Location identification items
========================================

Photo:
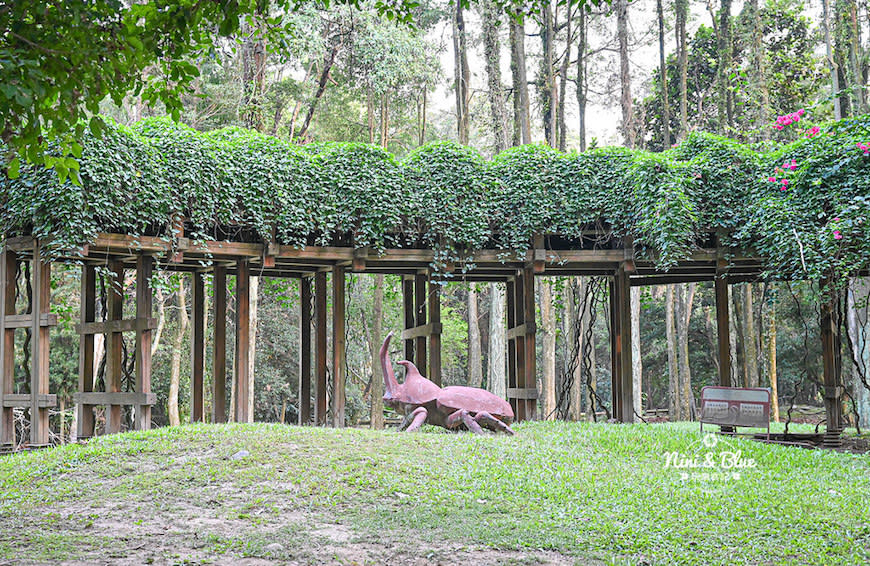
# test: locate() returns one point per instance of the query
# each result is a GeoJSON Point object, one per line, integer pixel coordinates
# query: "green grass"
{"type": "Point", "coordinates": [585, 491]}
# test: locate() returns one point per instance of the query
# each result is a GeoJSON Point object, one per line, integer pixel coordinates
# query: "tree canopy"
{"type": "Point", "coordinates": [802, 205]}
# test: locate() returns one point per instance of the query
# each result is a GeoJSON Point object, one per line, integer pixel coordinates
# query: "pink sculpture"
{"type": "Point", "coordinates": [421, 401]}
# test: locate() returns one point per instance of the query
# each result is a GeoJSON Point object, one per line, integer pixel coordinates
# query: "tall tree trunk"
{"type": "Point", "coordinates": [663, 79]}
{"type": "Point", "coordinates": [636, 360]}
{"type": "Point", "coordinates": [489, 17]}
{"type": "Point", "coordinates": [723, 49]}
{"type": "Point", "coordinates": [628, 129]}
{"type": "Point", "coordinates": [858, 328]}
{"type": "Point", "coordinates": [673, 369]}
{"type": "Point", "coordinates": [462, 73]}
{"type": "Point", "coordinates": [581, 76]}
{"type": "Point", "coordinates": [177, 343]}
{"type": "Point", "coordinates": [475, 360]}
{"type": "Point", "coordinates": [548, 324]}
{"type": "Point", "coordinates": [497, 357]}
{"type": "Point", "coordinates": [829, 53]}
{"type": "Point", "coordinates": [563, 84]}
{"type": "Point", "coordinates": [548, 75]}
{"type": "Point", "coordinates": [686, 299]}
{"type": "Point", "coordinates": [682, 8]}
{"type": "Point", "coordinates": [377, 390]}
{"type": "Point", "coordinates": [771, 356]}
{"type": "Point", "coordinates": [522, 132]}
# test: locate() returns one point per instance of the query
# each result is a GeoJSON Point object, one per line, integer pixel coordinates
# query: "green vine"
{"type": "Point", "coordinates": [803, 206]}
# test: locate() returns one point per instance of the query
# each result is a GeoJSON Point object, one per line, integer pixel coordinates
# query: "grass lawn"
{"type": "Point", "coordinates": [557, 493]}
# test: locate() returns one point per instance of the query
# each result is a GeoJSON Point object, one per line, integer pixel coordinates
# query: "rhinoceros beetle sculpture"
{"type": "Point", "coordinates": [421, 401]}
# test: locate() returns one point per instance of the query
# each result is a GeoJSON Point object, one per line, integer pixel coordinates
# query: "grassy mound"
{"type": "Point", "coordinates": [560, 493]}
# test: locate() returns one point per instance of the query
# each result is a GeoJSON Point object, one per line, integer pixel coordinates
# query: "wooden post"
{"type": "Point", "coordinates": [831, 363]}
{"type": "Point", "coordinates": [723, 329]}
{"type": "Point", "coordinates": [410, 317]}
{"type": "Point", "coordinates": [197, 348]}
{"type": "Point", "coordinates": [435, 334]}
{"type": "Point", "coordinates": [144, 304]}
{"type": "Point", "coordinates": [338, 347]}
{"type": "Point", "coordinates": [530, 372]}
{"type": "Point", "coordinates": [420, 317]}
{"type": "Point", "coordinates": [621, 372]}
{"type": "Point", "coordinates": [114, 344]}
{"type": "Point", "coordinates": [243, 340]}
{"type": "Point", "coordinates": [8, 273]}
{"type": "Point", "coordinates": [219, 387]}
{"type": "Point", "coordinates": [39, 345]}
{"type": "Point", "coordinates": [512, 342]}
{"type": "Point", "coordinates": [320, 406]}
{"type": "Point", "coordinates": [305, 350]}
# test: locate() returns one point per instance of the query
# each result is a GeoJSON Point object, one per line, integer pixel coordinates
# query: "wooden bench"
{"type": "Point", "coordinates": [736, 406]}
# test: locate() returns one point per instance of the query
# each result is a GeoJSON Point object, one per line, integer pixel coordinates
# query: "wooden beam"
{"type": "Point", "coordinates": [26, 320]}
{"type": "Point", "coordinates": [339, 352]}
{"type": "Point", "coordinates": [114, 344]}
{"type": "Point", "coordinates": [420, 284]}
{"type": "Point", "coordinates": [116, 399]}
{"type": "Point", "coordinates": [435, 333]}
{"type": "Point", "coordinates": [723, 330]}
{"type": "Point", "coordinates": [424, 331]}
{"type": "Point", "coordinates": [320, 405]}
{"type": "Point", "coordinates": [621, 376]}
{"type": "Point", "coordinates": [118, 326]}
{"type": "Point", "coordinates": [197, 348]}
{"type": "Point", "coordinates": [219, 386]}
{"type": "Point", "coordinates": [39, 348]}
{"type": "Point", "coordinates": [305, 351]}
{"type": "Point", "coordinates": [84, 413]}
{"type": "Point", "coordinates": [243, 340]}
{"type": "Point", "coordinates": [530, 373]}
{"type": "Point", "coordinates": [8, 273]}
{"type": "Point", "coordinates": [144, 309]}
{"type": "Point", "coordinates": [408, 311]}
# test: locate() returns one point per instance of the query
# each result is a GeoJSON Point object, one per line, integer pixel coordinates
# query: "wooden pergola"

========================================

◆ Stated goal:
None of the pictures should appear; repeat the records exactly otherwise.

◆ Task solution:
Photo:
# test: locate() returns one point per instance of the query
# each result is a GeoJSON Point object, one per line, integer pixel coordinates
# query: "green grass"
{"type": "Point", "coordinates": [585, 491]}
# test: locate() returns one point per instance of the query
# each result is a GeoJSON Point object, one per line, integer pixel coordinates
# query: "tree canopy"
{"type": "Point", "coordinates": [802, 205]}
# test: locate() returns one point per instance of the query
# each result is a GeoJSON Point object, one per line, integer pixel coordinates
# query: "pink sculpture"
{"type": "Point", "coordinates": [421, 401]}
# test: locate() returns one point per instance of the query
# each result is a GeoJSON Point object, one per line, integer pixel coordinates
# query: "tall tree trunk"
{"type": "Point", "coordinates": [663, 79]}
{"type": "Point", "coordinates": [636, 360]}
{"type": "Point", "coordinates": [489, 17]}
{"type": "Point", "coordinates": [723, 49]}
{"type": "Point", "coordinates": [628, 129]}
{"type": "Point", "coordinates": [858, 328]}
{"type": "Point", "coordinates": [673, 369]}
{"type": "Point", "coordinates": [462, 73]}
{"type": "Point", "coordinates": [581, 76]}
{"type": "Point", "coordinates": [177, 343]}
{"type": "Point", "coordinates": [475, 360]}
{"type": "Point", "coordinates": [548, 324]}
{"type": "Point", "coordinates": [497, 357]}
{"type": "Point", "coordinates": [829, 53]}
{"type": "Point", "coordinates": [563, 84]}
{"type": "Point", "coordinates": [548, 75]}
{"type": "Point", "coordinates": [686, 299]}
{"type": "Point", "coordinates": [682, 8]}
{"type": "Point", "coordinates": [377, 390]}
{"type": "Point", "coordinates": [771, 356]}
{"type": "Point", "coordinates": [522, 132]}
# test: locate() returns one point per instance of the query
# each result is a GeoJSON Point object, one per line, integer pixel coordinates
# query: "green vine"
{"type": "Point", "coordinates": [803, 206]}
# test: locate() returns one point per instance of the query
# each result is a GeoJSON Point object, one per line, integer pixel coordinates
# query: "grass lawn"
{"type": "Point", "coordinates": [557, 493]}
# test: locate() returns one point per instance of the query
# each result is a GeoJSON Point object, one per line, integer pixel coordinates
# query: "rhinoceros beetle sculpture"
{"type": "Point", "coordinates": [421, 401]}
# test: locate() returns one point per instance of the query
# each result is a GeoJSON Point object, one per line, integer pixel coordinates
# query: "grassy mound"
{"type": "Point", "coordinates": [560, 493]}
# test: locate() returns one point per instance of the query
# each result is a GeoJSON Point object, one per line, integer pixel coordinates
# query: "wooden post"
{"type": "Point", "coordinates": [831, 363]}
{"type": "Point", "coordinates": [723, 329]}
{"type": "Point", "coordinates": [410, 317]}
{"type": "Point", "coordinates": [197, 348]}
{"type": "Point", "coordinates": [435, 334]}
{"type": "Point", "coordinates": [144, 304]}
{"type": "Point", "coordinates": [338, 347]}
{"type": "Point", "coordinates": [530, 372]}
{"type": "Point", "coordinates": [420, 317]}
{"type": "Point", "coordinates": [621, 372]}
{"type": "Point", "coordinates": [114, 344]}
{"type": "Point", "coordinates": [243, 340]}
{"type": "Point", "coordinates": [8, 273]}
{"type": "Point", "coordinates": [219, 387]}
{"type": "Point", "coordinates": [39, 345]}
{"type": "Point", "coordinates": [512, 342]}
{"type": "Point", "coordinates": [320, 406]}
{"type": "Point", "coordinates": [305, 350]}
# test: locate() returns one point per instance of the query
# each result is a GeoJSON Point object, one per line, integer pixel coordinates
# query: "wooden bench"
{"type": "Point", "coordinates": [736, 406]}
# test: locate() returns one point per instance of the query
# each result is a GeoJSON Point object, one per line, integer pixel coordinates
# query: "wooden beam"
{"type": "Point", "coordinates": [26, 320]}
{"type": "Point", "coordinates": [339, 352]}
{"type": "Point", "coordinates": [114, 344]}
{"type": "Point", "coordinates": [420, 284]}
{"type": "Point", "coordinates": [116, 399]}
{"type": "Point", "coordinates": [435, 333]}
{"type": "Point", "coordinates": [723, 330]}
{"type": "Point", "coordinates": [424, 331]}
{"type": "Point", "coordinates": [320, 405]}
{"type": "Point", "coordinates": [621, 376]}
{"type": "Point", "coordinates": [118, 326]}
{"type": "Point", "coordinates": [197, 348]}
{"type": "Point", "coordinates": [219, 386]}
{"type": "Point", "coordinates": [39, 348]}
{"type": "Point", "coordinates": [305, 351]}
{"type": "Point", "coordinates": [84, 413]}
{"type": "Point", "coordinates": [243, 340]}
{"type": "Point", "coordinates": [530, 373]}
{"type": "Point", "coordinates": [8, 273]}
{"type": "Point", "coordinates": [144, 309]}
{"type": "Point", "coordinates": [408, 311]}
# test: locate() returns one point per instance of the query
# each result is a GeoJSON Point object, one per line, integer pixel coordinates
# query: "wooden pergola"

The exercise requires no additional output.